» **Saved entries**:
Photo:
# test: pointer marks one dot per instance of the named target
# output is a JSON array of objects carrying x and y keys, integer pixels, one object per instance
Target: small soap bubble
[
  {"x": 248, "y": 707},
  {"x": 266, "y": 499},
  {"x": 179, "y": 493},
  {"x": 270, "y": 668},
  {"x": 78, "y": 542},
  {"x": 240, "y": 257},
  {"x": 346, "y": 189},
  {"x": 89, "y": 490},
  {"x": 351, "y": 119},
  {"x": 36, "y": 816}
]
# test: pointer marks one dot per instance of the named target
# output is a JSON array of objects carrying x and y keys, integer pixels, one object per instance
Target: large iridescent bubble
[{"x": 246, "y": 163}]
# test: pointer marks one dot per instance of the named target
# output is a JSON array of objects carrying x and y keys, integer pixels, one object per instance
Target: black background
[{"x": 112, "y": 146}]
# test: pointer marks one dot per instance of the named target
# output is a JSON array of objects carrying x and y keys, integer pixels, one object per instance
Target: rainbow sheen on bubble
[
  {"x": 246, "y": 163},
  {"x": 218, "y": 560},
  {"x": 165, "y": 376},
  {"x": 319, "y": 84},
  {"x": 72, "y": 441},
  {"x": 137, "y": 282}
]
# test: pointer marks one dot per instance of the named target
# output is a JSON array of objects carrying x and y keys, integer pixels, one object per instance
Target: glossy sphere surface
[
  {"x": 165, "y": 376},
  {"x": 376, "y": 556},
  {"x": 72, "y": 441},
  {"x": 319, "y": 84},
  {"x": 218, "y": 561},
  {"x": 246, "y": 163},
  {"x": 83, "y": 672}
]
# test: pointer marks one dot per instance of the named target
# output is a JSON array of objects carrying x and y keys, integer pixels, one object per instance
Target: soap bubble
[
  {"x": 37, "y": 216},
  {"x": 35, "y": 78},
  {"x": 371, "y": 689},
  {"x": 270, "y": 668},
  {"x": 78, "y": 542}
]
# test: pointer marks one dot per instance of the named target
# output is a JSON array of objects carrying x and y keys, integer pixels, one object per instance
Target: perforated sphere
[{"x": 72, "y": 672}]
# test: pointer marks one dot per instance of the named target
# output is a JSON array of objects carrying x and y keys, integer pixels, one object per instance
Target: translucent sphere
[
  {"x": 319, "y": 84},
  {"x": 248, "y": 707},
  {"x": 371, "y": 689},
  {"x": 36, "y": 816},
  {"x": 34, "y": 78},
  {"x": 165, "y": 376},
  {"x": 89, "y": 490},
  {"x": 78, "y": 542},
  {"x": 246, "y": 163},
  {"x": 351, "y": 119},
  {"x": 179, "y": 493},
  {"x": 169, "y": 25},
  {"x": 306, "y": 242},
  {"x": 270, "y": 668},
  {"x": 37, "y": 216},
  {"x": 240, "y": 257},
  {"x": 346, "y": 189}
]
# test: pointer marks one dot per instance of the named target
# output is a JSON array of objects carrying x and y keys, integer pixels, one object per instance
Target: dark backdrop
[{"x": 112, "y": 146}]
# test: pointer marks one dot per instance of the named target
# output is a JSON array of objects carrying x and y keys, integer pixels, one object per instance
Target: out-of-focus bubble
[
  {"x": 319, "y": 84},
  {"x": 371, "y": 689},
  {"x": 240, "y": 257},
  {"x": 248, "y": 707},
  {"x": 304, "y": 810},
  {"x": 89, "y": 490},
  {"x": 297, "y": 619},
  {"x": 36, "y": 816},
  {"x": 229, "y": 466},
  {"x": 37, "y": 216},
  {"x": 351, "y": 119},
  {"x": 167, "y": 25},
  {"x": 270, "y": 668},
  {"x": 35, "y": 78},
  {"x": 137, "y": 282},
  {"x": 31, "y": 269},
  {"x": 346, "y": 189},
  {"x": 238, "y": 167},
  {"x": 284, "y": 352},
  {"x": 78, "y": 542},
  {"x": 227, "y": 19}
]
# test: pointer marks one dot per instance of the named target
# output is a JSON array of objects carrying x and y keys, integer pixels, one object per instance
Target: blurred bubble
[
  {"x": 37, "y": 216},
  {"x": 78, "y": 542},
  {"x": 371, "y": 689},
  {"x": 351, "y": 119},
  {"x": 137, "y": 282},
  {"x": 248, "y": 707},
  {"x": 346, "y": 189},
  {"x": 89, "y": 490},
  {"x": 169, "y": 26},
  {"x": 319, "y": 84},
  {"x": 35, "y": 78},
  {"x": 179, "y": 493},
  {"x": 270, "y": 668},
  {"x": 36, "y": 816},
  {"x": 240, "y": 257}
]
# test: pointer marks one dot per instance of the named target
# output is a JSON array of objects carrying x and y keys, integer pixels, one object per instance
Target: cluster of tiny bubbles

» **TASK**:
Reproduce every entry, word for word.

» **WRITTEN REPLY**:
Photo:
# test: pointer marks one dot per instance of the named target
# output is a JSON array of objects carrying x and y keys, integer pixels, one object per instance
Target: small soap bubble
[
  {"x": 248, "y": 707},
  {"x": 266, "y": 499},
  {"x": 179, "y": 493},
  {"x": 270, "y": 668},
  {"x": 78, "y": 542},
  {"x": 240, "y": 257},
  {"x": 346, "y": 189},
  {"x": 89, "y": 490},
  {"x": 351, "y": 119},
  {"x": 36, "y": 816}
]
# test: pointer marks one dot per instance of the named target
# output is a JSON array of objects carrying x and y keys, integer pixels, one object per instance
Target: large iridescent bubble
[{"x": 246, "y": 163}]
# test: pointer marks one dot per instance of the named target
# output is a JSON array of objects carrying x and y keys, integer pixels, one object per instance
Target: black background
[{"x": 112, "y": 146}]
# test: pointer marks one dot per instance of the named target
# output is a JSON array of objects carrying x and y keys, integer pixels, one object per instance
Target: rainbow sheen on bubble
[
  {"x": 246, "y": 163},
  {"x": 218, "y": 560},
  {"x": 165, "y": 376},
  {"x": 319, "y": 84},
  {"x": 72, "y": 441},
  {"x": 137, "y": 282}
]
# test: pointer marks one dot per instance of the named target
# output is a JSON array of objects carrying x and y keys, integer pixels, one object per instance
Target: glossy sphere surface
[
  {"x": 165, "y": 376},
  {"x": 376, "y": 556},
  {"x": 72, "y": 441},
  {"x": 319, "y": 84},
  {"x": 218, "y": 561},
  {"x": 246, "y": 163},
  {"x": 83, "y": 672}
]
# test: pointer marks one dot per instance of the named target
# output is a JSON array of objects carrying x and y keys, integer pixels, one object per instance
Target: soap bubble
[
  {"x": 37, "y": 216},
  {"x": 35, "y": 78},
  {"x": 371, "y": 689},
  {"x": 270, "y": 668},
  {"x": 78, "y": 542}
]
# test: pointer marks one dot per instance of the named target
# output is a JSON array of objects carrying x and y keys, integer pixels, one object per instance
Target: perforated sphere
[{"x": 72, "y": 672}]
# test: pointer marks one dot per instance of the named target
# output is a JSON array of objects carrying x and y keys, integer pixels, one object per instance
Target: translucent sphere
[
  {"x": 319, "y": 84},
  {"x": 248, "y": 707},
  {"x": 371, "y": 689},
  {"x": 36, "y": 816},
  {"x": 34, "y": 78},
  {"x": 165, "y": 376},
  {"x": 89, "y": 490},
  {"x": 78, "y": 542},
  {"x": 246, "y": 163},
  {"x": 351, "y": 119},
  {"x": 179, "y": 493},
  {"x": 169, "y": 25},
  {"x": 306, "y": 242},
  {"x": 270, "y": 668},
  {"x": 37, "y": 216},
  {"x": 240, "y": 257},
  {"x": 346, "y": 189}
]
# test: pointer marks one dot per instance of the named target
# output is a JSON array of objects carrying x and y keys, integer pixels, one object per instance
Target: dark backdrop
[{"x": 112, "y": 146}]
# test: pointer marks one dot per instance of the named target
# output is a JSON array of objects carrying x and y keys, integer pixels, one object per instance
Target: out-of-focus bubble
[
  {"x": 319, "y": 84},
  {"x": 371, "y": 689},
  {"x": 240, "y": 257},
  {"x": 248, "y": 707},
  {"x": 304, "y": 810},
  {"x": 89, "y": 490},
  {"x": 297, "y": 619},
  {"x": 36, "y": 816},
  {"x": 229, "y": 466},
  {"x": 37, "y": 216},
  {"x": 351, "y": 119},
  {"x": 167, "y": 25},
  {"x": 270, "y": 668},
  {"x": 35, "y": 78},
  {"x": 137, "y": 282},
  {"x": 31, "y": 269},
  {"x": 346, "y": 189},
  {"x": 238, "y": 167},
  {"x": 284, "y": 352},
  {"x": 78, "y": 542},
  {"x": 227, "y": 19}
]
# test: pointer marks one dot per instance of the named target
# output is a JSON array of objects carrying x and y keys, integer pixels, one object per instance
Target: blurred bubble
[
  {"x": 37, "y": 216},
  {"x": 78, "y": 542},
  {"x": 371, "y": 689},
  {"x": 351, "y": 119},
  {"x": 137, "y": 282},
  {"x": 248, "y": 707},
  {"x": 346, "y": 189},
  {"x": 89, "y": 490},
  {"x": 169, "y": 26},
  {"x": 319, "y": 84},
  {"x": 35, "y": 78},
  {"x": 179, "y": 493},
  {"x": 270, "y": 668},
  {"x": 36, "y": 816},
  {"x": 240, "y": 257}
]
# test: pointer marks one dot per instance of the named target
# output is a JSON array of objects carrying x and y keys, integer pixels, one object per instance
Target: cluster of tiny bubbles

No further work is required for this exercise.